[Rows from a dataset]
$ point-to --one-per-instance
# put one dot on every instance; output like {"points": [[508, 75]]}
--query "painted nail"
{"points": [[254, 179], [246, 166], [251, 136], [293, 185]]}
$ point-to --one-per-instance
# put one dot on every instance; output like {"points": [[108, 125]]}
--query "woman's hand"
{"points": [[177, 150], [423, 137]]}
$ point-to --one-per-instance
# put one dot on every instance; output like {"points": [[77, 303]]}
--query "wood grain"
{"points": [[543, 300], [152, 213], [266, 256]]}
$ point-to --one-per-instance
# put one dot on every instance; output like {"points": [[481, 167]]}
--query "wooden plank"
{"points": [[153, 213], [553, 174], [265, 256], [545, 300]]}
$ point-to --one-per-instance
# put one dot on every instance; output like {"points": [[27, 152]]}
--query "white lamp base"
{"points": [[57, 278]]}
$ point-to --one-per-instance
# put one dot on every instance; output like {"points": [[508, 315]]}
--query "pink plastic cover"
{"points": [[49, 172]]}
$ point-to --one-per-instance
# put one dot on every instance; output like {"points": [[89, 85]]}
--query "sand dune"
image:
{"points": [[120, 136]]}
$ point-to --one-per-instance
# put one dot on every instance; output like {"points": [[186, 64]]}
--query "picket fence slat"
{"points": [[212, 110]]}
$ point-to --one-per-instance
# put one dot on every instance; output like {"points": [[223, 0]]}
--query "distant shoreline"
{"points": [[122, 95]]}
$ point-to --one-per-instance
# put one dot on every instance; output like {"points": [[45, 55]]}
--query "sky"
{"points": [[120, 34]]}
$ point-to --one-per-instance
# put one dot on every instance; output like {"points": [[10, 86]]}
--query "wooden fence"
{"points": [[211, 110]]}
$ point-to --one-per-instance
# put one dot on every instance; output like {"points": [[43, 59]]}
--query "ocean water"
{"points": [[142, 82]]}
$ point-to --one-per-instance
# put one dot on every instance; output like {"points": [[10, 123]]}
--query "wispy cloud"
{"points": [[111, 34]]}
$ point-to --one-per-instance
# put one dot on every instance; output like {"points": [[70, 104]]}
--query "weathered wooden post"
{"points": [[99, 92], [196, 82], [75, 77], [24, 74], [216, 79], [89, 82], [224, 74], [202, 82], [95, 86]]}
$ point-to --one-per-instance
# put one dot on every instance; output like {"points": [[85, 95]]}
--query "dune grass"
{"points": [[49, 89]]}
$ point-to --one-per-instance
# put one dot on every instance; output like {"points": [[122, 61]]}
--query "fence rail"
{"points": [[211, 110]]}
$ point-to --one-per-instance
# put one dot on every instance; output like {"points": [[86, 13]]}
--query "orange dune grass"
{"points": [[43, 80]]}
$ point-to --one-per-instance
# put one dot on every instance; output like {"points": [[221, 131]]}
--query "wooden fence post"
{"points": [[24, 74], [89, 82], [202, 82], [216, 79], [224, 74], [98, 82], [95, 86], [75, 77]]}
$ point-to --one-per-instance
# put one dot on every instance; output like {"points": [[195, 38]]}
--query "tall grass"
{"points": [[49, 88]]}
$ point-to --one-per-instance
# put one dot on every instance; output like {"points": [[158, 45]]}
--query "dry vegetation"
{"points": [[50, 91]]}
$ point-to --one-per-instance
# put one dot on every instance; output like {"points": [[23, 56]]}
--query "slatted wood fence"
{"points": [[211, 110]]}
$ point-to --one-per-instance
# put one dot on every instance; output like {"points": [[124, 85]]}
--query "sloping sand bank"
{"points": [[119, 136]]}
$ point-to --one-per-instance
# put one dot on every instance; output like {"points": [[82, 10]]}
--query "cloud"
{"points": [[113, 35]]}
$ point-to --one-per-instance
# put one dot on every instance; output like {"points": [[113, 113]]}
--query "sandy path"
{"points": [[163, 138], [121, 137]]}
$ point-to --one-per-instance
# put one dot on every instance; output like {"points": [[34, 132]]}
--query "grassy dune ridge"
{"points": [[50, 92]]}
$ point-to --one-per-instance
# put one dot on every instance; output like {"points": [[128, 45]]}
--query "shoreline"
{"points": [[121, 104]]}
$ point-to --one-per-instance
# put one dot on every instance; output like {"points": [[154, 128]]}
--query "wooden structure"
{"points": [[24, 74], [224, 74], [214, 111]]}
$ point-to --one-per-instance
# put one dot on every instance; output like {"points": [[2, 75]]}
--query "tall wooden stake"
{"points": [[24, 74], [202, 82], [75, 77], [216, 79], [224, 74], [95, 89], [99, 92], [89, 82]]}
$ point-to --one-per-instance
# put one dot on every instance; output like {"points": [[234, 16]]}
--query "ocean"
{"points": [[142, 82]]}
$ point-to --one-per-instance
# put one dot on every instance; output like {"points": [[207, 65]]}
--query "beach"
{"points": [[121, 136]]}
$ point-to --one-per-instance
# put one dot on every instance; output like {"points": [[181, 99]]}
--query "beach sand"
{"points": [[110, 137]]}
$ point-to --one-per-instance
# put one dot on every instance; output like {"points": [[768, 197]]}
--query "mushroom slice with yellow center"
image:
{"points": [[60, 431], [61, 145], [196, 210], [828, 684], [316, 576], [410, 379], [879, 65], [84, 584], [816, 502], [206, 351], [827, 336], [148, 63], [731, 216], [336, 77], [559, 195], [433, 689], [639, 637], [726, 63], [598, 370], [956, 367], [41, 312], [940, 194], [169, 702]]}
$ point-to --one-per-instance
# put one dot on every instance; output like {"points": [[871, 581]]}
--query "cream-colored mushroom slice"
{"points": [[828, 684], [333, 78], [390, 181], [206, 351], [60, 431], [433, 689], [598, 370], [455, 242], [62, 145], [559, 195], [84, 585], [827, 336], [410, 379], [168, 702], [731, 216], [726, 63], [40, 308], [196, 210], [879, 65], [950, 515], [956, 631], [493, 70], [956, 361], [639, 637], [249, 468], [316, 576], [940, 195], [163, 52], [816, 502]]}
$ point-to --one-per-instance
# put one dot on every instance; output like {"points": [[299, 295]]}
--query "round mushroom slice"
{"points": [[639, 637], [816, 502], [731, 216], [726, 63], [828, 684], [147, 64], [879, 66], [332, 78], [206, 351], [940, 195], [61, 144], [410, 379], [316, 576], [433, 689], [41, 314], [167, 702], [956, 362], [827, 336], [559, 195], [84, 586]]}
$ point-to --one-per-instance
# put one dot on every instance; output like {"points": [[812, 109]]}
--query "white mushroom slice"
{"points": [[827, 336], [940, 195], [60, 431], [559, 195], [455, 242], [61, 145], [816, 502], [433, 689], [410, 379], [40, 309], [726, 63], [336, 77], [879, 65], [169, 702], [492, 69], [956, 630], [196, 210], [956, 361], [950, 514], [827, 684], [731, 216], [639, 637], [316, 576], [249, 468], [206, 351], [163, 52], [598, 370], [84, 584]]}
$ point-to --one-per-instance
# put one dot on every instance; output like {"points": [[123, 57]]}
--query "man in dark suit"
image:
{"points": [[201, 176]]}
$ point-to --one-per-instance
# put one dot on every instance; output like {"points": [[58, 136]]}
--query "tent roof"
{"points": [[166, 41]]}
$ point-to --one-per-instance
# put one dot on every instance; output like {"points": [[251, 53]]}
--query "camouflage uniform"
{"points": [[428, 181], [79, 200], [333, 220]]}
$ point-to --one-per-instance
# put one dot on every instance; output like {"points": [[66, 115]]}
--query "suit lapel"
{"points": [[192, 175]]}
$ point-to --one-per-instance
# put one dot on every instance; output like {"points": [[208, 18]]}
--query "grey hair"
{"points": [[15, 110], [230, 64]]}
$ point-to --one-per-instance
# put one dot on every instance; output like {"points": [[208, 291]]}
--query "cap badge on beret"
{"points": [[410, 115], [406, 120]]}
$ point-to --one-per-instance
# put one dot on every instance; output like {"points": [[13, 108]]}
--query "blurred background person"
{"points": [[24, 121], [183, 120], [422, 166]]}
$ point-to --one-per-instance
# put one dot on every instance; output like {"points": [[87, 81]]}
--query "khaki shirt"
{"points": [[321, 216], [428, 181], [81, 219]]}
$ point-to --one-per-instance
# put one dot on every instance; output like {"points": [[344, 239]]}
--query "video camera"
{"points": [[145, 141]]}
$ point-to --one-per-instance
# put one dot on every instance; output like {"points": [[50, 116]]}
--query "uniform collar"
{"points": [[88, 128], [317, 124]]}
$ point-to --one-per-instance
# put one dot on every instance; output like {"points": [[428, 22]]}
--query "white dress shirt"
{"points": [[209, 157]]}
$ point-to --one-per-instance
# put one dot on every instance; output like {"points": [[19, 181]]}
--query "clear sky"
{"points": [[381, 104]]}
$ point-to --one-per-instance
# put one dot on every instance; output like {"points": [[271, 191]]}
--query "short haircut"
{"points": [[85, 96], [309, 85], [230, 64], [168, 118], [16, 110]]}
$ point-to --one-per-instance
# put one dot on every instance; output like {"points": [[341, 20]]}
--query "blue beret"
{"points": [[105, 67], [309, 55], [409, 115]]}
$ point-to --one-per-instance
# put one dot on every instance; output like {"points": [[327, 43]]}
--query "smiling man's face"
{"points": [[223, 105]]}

Problem details | Pick out every line above that contains the string "wooden", and copy each one in full. Case counts.

Reply |
--query "wooden plank"
--query "wooden fence"
--query "weathered wooden post"
--query "wooden fence post"
--query "wooden structure"
--query "tall wooden stake"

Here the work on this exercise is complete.